GIVEN EXERCISE -
Carry on the forum post about ordering tree frogs from Underground Reptiles, starting right after its final sentence.

# Classifieds > Testimonials >  Underground Reptiles

## Malduroque

About 2 1/2 months ago I made my first purchase from Underground Reptiles. I ordered 3 Red Eye Tree Frogs and 3 Big Eyed/Peacock TF. Smooth transaction and everyone arrived alive and healthy despite FedEx NOT knocking on my door and just leaving a 'not available for delivery' sticker on my door which informed me pickup could be made at their station after 6 pm. (It was 10:30 am at the time). This was unacceptable and life threatening to the frogs so I called FedEx and got them to promise that a redelivery would occur between 12:30 and 1 PM. At 12:15 I put a chair out on my front porch and waited for them. The frogs arrived at about 12:40 and as mentioned were in good shape though a little dazed from the experience (the frogs, not me)

DATA LINES -
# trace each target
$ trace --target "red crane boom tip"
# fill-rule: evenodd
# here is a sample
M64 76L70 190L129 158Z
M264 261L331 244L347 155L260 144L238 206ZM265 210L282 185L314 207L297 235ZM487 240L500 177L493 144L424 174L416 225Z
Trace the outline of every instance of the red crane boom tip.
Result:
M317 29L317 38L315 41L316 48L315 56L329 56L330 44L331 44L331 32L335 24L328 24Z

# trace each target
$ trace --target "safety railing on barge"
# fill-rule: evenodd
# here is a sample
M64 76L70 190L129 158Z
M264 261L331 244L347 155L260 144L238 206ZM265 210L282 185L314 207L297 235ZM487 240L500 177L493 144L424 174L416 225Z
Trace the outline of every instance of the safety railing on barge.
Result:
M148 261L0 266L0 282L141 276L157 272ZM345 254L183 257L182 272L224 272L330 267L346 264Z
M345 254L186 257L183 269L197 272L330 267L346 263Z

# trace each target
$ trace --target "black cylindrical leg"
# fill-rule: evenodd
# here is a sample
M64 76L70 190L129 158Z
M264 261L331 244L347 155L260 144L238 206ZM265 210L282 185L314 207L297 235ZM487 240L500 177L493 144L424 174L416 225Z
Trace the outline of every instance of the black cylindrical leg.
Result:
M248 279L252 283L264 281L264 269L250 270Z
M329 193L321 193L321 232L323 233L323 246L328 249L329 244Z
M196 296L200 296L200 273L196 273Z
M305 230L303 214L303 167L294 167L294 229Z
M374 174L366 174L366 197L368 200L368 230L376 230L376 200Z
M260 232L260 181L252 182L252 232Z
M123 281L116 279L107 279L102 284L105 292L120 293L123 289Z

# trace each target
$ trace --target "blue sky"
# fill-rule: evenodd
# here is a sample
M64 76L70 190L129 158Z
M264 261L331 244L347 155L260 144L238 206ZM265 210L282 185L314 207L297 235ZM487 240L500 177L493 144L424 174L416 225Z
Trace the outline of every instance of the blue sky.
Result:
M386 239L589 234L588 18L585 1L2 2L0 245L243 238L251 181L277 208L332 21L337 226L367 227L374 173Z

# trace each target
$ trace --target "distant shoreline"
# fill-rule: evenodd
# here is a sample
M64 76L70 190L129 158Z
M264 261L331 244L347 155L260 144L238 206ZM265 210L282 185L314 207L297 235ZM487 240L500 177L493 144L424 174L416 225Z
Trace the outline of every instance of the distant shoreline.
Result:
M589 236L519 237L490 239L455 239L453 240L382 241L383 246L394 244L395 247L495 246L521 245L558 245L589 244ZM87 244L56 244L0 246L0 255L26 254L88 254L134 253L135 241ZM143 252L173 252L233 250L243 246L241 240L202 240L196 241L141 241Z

FINAL ANSWER -
Set them up in their respective quarantine tanks and as has been my standard practice, did not attempt to feed them until the next day. On that next day they all looked peppy and everyone was eating. Always a good sign. Within 2 or 3 days all three of the Big-eyed frogs were tong feeding and within a week or so two of three red-eyes were tong feeding.

All six are still doing well. That third red-eye will still not tong feed, but he manages to eat his share anyway.

This purchase was a clear success and a thumbs up for Underground Reptiles!

----------


## Amy

Glad to see that your new guys are doing well!!  Congrats on the new acquisitions!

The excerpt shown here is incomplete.